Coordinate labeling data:
# # # # # # #

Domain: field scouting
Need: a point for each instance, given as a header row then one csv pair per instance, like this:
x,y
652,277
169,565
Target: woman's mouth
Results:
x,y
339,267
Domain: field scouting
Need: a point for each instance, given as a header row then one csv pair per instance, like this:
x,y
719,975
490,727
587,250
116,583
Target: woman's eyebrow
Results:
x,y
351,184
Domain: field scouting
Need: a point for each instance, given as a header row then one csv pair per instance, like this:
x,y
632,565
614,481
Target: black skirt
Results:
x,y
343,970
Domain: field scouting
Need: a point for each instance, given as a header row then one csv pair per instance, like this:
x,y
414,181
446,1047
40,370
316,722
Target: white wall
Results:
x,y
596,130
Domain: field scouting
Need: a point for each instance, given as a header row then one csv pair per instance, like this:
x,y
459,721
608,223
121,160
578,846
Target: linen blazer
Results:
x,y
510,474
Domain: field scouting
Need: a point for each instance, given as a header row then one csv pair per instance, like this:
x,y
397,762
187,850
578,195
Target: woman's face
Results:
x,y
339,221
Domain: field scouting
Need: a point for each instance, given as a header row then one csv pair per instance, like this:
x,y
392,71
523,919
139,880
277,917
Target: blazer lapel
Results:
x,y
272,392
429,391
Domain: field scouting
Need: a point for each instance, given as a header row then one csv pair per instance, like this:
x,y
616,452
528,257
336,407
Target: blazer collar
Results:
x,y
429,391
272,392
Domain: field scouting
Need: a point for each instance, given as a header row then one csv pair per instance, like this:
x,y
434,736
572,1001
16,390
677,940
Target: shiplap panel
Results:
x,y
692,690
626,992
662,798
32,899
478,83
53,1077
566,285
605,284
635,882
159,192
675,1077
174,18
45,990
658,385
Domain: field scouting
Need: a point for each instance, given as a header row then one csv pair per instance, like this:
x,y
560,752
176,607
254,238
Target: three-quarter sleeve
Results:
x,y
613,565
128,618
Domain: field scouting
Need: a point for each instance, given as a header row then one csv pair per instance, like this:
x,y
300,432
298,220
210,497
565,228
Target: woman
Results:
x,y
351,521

# # # # # # #

Your objective »
Find every line in the records above that contains the string "blazer" and copy each one. Treat the match as case-sensitive.

Exercise result »
Target: linen blazer
Target: blazer lapel
Target: blazer collar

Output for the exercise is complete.